Records from a dataset
+-------+

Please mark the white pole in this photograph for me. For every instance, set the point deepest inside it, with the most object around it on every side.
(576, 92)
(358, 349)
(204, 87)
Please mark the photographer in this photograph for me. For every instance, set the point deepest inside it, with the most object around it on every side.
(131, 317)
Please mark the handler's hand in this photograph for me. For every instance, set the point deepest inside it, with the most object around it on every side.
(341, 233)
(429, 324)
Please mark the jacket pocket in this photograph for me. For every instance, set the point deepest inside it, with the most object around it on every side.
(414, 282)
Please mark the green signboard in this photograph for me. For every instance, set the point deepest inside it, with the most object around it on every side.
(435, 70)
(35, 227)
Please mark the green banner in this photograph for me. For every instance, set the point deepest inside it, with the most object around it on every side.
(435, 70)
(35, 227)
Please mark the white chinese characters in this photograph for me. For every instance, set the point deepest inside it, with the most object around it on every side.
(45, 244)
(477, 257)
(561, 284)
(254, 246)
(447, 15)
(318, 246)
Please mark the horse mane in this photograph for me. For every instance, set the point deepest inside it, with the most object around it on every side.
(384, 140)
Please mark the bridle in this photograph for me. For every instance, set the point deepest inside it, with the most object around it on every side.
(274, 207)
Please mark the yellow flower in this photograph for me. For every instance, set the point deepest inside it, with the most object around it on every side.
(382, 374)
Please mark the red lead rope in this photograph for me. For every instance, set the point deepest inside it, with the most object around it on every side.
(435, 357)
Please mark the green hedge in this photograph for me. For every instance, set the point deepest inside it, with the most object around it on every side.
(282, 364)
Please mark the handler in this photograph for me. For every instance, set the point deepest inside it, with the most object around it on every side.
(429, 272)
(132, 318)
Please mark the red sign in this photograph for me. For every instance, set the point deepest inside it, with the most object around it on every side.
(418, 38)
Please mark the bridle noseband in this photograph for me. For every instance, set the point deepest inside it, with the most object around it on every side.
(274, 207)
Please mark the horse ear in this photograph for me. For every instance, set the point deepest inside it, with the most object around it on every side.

+-------+

**TASK DIRECTIONS**
Turn the lines above into a numbered list, leaving out any blank lines.

**EXERCISE RESULT**
1. Please mark the white pole in this photograph for me. For every instance, set the point deepest inside it, with the most object around it on every side.
2. (576, 92)
3. (358, 349)
4. (204, 87)
5. Please mark the photographer in this photograph for me. For every instance, set the point deepest inside it, with the most object around it on every side.
6. (131, 317)
7. Please mark the handler's hand in this photograph for me. For every instance, set the point deepest inside it, with the most object around it on every side.
8. (341, 233)
9. (429, 324)
10. Please mark the jacket pocket in this photograph for me. For every instance, set the point deepest inside it, with the most object around it on every side.
11. (414, 282)
12. Please mark the green signboard in this photograph for me. For every instance, set the point deepest inside it, with the most object around it on every side.
13. (435, 70)
14. (35, 227)
15. Please mark the green banner in this photograph for me. For every instance, set the point deepest inside it, with the most object around it on every side.
16. (435, 70)
17. (35, 227)
18. Please mark the white chinese characters in this photograph for me. For every instance, set the point deepest inside it, with the most object around it on every side.
19. (45, 244)
20. (477, 257)
21. (561, 284)
22. (254, 246)
23. (447, 15)
24. (318, 246)
25. Please mark the horse mane in this photograph for me. For every instance, set the point deepest inside it, with the most object around it on every side.
26. (384, 140)
27. Please mark the bridle in this photograph for me. For every instance, set the point deepest inside it, with the most object around it on every side.
28. (274, 207)
29. Please mark the yellow flower in this photograph for me. For every instance, set the point deepest inside it, with the most object around it on every side.
30. (382, 374)
31. Please mark the red lead rope in this photograph for me. For every instance, set the point deepest inside it, with the most object around it on every side.
32. (435, 357)
33. Please mark the green hedge in this photograph for me. For every instance, set the point deepest inside it, with the most object around it on every side.
34. (282, 364)
35. Please mark the handler in this photograph for me. For every instance, set the point deepest inside it, with the most object around it on every side.
36. (429, 272)
37. (132, 318)
38. Please mark the red sign in this photograph for me. For every instance, set the point deepest inside it, with the most object around it on every side.
39. (418, 38)
40. Please mark the bridle noseband in this photograph for me. For every instance, set the point deepest inside it, with the most object around it on every side.
41. (274, 207)
42. Please mark the horse ear in this photograph for me. For every instance, set the point deepest inside it, with the most object around it on every side.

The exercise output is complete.